The records follow. Retype them without a single change.

***

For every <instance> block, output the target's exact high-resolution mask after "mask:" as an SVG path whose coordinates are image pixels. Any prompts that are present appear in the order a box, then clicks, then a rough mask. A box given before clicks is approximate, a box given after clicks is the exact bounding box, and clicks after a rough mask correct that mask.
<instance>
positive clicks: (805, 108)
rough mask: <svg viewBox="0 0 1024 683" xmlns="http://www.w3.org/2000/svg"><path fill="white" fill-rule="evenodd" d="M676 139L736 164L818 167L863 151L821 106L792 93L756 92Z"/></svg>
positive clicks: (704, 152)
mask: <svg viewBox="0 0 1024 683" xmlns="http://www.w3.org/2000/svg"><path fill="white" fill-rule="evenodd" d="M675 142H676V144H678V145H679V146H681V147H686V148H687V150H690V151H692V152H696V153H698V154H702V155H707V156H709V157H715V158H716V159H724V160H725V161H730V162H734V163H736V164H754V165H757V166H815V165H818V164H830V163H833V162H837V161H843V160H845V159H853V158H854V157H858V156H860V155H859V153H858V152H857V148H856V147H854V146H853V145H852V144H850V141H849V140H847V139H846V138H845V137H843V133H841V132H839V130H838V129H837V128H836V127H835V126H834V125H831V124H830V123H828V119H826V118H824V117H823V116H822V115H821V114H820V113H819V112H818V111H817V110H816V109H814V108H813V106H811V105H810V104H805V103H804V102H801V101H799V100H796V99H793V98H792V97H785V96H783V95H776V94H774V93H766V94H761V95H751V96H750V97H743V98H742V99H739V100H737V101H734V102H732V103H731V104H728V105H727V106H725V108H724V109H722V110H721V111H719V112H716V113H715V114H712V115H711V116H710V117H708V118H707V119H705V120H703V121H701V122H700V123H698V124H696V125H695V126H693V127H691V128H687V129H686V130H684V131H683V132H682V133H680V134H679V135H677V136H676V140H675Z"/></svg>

***

### [Answer to this problem]
For every <instance> block, output the target's exact high-resolution mask after "mask:" as an SVG path whose coordinates are image pixels. Any prompts that are present appear in the order a box, then clicks, then a rough mask. A box given before clicks is approximate, a box given after clicks is the exact bounding box, and clicks after a rough mask correct that mask.
<instance>
positive clicks: (805, 108)
rough mask: <svg viewBox="0 0 1024 683" xmlns="http://www.w3.org/2000/svg"><path fill="white" fill-rule="evenodd" d="M676 139L736 164L818 167L863 151L821 106L792 93L756 92Z"/></svg>
positive clicks: (704, 152)
mask: <svg viewBox="0 0 1024 683" xmlns="http://www.w3.org/2000/svg"><path fill="white" fill-rule="evenodd" d="M675 142H676V144H678V145H679V146H681V147H686V148H687V150H690V151H692V152H696V153H698V154H702V155H707V156H709V157H715V158H716V159H724V160H725V161H730V162H734V163H736V164H754V165H757V166H815V165H818V164H830V163H833V162H837V161H843V160H845V159H853V158H854V157H858V156H860V155H859V153H858V152H857V148H856V147H854V146H853V145H852V144H850V141H849V140H847V139H846V138H845V137H843V133H841V132H839V130H838V129H837V128H836V127H835V126H834V125H831V124H830V123H828V119H826V118H824V117H823V116H822V115H821V114H820V113H819V112H818V111H817V110H816V109H814V108H813V106H811V105H810V104H805V103H804V102H801V101H799V100H796V99H793V98H792V97H785V96H783V95H776V94H774V93H766V94H761V95H751V96H750V97H743V98H742V99H739V100H737V101H734V102H732V103H731V104H728V105H727V106H725V108H724V109H722V110H721V111H719V112H716V113H715V114H712V115H711V116H710V117H708V118H707V119H705V120H703V121H701V122H700V123H698V124H696V125H695V126H693V127H691V128H687V129H686V130H684V131H683V132H682V133H680V134H679V135H677V136H676V140H675Z"/></svg>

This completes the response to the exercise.